[Record extracts]

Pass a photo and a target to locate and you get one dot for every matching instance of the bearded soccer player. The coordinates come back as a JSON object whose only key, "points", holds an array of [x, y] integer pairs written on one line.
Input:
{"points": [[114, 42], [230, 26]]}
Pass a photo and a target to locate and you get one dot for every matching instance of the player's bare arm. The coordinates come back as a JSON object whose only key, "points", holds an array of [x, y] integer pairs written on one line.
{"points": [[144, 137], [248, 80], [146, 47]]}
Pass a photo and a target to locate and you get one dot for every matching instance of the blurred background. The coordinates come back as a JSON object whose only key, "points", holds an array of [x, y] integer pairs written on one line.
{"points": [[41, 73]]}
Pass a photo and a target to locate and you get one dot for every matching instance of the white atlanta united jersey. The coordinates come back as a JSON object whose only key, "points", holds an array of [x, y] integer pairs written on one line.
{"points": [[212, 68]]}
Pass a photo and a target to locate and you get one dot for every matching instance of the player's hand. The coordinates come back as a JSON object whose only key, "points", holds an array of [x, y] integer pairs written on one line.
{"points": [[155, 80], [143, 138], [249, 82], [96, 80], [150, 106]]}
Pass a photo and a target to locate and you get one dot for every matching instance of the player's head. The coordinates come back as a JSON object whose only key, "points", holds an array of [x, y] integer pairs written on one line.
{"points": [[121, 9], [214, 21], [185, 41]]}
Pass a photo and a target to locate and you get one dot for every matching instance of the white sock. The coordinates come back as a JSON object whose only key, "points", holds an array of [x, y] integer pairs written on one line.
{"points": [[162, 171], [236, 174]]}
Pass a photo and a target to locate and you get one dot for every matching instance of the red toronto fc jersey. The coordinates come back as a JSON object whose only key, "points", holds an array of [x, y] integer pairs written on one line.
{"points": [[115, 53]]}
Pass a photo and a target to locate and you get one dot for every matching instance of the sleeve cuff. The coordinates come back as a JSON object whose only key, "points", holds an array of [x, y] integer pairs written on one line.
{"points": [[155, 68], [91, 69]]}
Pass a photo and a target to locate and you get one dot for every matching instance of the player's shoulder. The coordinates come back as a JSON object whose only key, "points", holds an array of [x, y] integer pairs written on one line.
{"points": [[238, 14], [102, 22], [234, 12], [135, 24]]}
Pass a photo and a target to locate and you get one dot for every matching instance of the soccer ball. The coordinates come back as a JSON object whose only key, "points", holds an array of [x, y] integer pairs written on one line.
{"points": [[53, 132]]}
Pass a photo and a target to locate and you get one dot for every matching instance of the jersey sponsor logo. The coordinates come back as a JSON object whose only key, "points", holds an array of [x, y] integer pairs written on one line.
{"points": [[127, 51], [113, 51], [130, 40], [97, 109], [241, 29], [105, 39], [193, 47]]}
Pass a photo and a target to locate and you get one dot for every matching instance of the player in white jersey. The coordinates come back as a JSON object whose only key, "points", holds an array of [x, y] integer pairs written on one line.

[/Record extracts]

■ **Problem requirements**: Word-for-word copies of all the records are required.

■ **Solution**:
Pass a photo and a target to locate and you get one dot for every matching instance of the bearded soccer player. The coordinates come back as a JSON object whose only key, "points", holds an array of [x, y] integer pairs written on one line.
Input:
{"points": [[114, 42], [230, 26]]}
Pass a photo and a target to locate and you get one dot for every matching instance of the player's bare arm. The coordinates come back as a JSON object whose only key, "points", holds an array of [x, y] integer pairs written on one line.
{"points": [[144, 137], [248, 80], [146, 47]]}
Pass a photo and a target to locate and you get one dot for every matching instance of the blurred background. The coordinates come back as a JSON object whose only key, "points", holds an array of [x, y] integer pairs written on one line.
{"points": [[41, 73]]}
Pass a photo and a target to locate and you get one dot for every matching instance of the white atlanta united jersey. The coordinates come back as a JSON object whose only key, "points", holds an array of [x, y] integer pairs written on one line.
{"points": [[212, 68]]}
Pass a photo and a target to locate and you get one dot for every matching instance of the player's hand. The coordinates come back as a JSON object whose only key, "points", holds an array of [x, y] integer pairs written on one line.
{"points": [[155, 80], [143, 138], [249, 82], [96, 80], [150, 106]]}
Pass a photo and a target to locate and you get one dot for every matching instance of the player's head. The coordinates come back as a JSON object whose only key, "points", holds an array of [x, y] integer pairs written on one line.
{"points": [[121, 9], [214, 21], [185, 41]]}
Pass a photo and a target to locate and you get one dot for every matching instance of the white sock. The coordinates come back as a JSON object whose only key, "points", holds an array of [x, y] integer pairs written on one line.
{"points": [[162, 171], [236, 174]]}
Pass a photo and a target to locate and you get one dot for every matching instance of the red toronto fc jersey. The coordinates come back as a JSON object whose only key, "points", holds an array of [x, y] integer pairs written on one line.
{"points": [[115, 53]]}
Pass a photo and a target to locate and you get one dot for every matching instance of the sleeve cuff. The coordinates come back as a JSON object whose only key, "points", holds an array of [x, y] integer pairs written on one line.
{"points": [[155, 68], [91, 69]]}
Pass a photo and a target to locate and you get one dot for every matching instance of the player's shoulder. The coordinates come back as a JSON object whose only key, "points", holds an array of [x, y] integer pairs written on one line.
{"points": [[238, 14], [102, 22], [234, 12], [135, 24]]}
Pass a photo and a target to locate and you get one dot for every matching instance of the soccer ball. The coordinates come back as a JSON object whose only key, "points", holds an array of [x, y] integer pairs written on one line.
{"points": [[53, 132]]}
Pass a photo and a target to locate and you get one dot for every matching instance of the jersey sponsor logo. The coordinates come back as a JSON object whose only key, "points", holds an array of [x, y] integer pairs written on one line.
{"points": [[127, 51], [113, 51], [130, 40], [97, 109], [241, 29], [105, 39], [193, 47]]}
Pass a photo and a target to locate and you get one dot for every matching instance of the player in white jersey. The coordinates come back as a JSON object whose only key, "points", holds an array of [x, y] integer pairs written on one line.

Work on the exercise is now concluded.